### Исходный текст:
Стоило ли родиться, или Не лезь на сосну с голой задницей
Шрифт:
Каждый раз, когда я звонила Варзер или подходила к ней, мне нужно было преодолевать желание не звонить и не подходить, потому что, несмотря на нудность и ничтожность разговора, это общение приносило мне очень большое мучение. Не знаю почему, может быть, я просто ей надоела, она была раздражена и сказала: «Не подходите больше ко мне». Я шла домой по длинному Леонтьевскому переулку, и мне хотелось покончить с собой, это был, кажется, единственный раз в жизни, когда мне этого хотелось конкретно — под трамвай, чтобы не страдать, чтобы не было больше этой внутренней боли. (У меня потом много раз бывало, что мне хотелось не существовать, но чтобы это произошло само собой, без каких-либо действий с моей стороны.)
Потом я снова стала «подходить» к Варзер, и она больше не гнала меня от себя, но душевного удовлетворения я от общения с ней не получала.

(Сохранённые записи)
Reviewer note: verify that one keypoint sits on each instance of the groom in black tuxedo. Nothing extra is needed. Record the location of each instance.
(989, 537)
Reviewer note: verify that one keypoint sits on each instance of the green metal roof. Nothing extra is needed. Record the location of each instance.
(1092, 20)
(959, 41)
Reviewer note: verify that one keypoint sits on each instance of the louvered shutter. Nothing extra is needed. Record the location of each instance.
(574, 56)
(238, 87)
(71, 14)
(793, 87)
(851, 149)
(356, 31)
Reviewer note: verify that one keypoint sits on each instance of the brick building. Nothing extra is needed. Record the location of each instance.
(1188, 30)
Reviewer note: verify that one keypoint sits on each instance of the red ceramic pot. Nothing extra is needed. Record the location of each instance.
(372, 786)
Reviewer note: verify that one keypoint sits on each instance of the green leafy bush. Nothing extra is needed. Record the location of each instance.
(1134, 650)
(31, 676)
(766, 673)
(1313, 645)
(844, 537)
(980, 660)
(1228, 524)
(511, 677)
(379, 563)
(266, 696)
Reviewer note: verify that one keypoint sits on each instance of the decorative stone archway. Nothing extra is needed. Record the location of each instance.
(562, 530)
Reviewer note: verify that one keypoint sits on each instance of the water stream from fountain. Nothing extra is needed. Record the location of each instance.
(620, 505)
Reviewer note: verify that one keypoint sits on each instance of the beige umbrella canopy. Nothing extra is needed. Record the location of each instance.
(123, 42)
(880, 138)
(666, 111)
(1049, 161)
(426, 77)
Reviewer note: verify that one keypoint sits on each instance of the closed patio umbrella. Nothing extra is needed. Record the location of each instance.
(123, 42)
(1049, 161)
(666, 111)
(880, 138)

### Задания:
a) Какими словами Варзер, согласно исходному тексту, попросила больше к ней не подходить?
b) Переведите на английский язык предложение из исходного текста: «Потом я снова стала «подходить» к Варзер, и она больше не гнала меня от себя, но душевного удовлетворения я от общения с ней не получала.»

### Решения задач:
a) «Не подходите больше ко мне».

b) Later I began to "approach" Varzer again, and she no longer drove me away, but I got no emotional satisfaction from our conversations.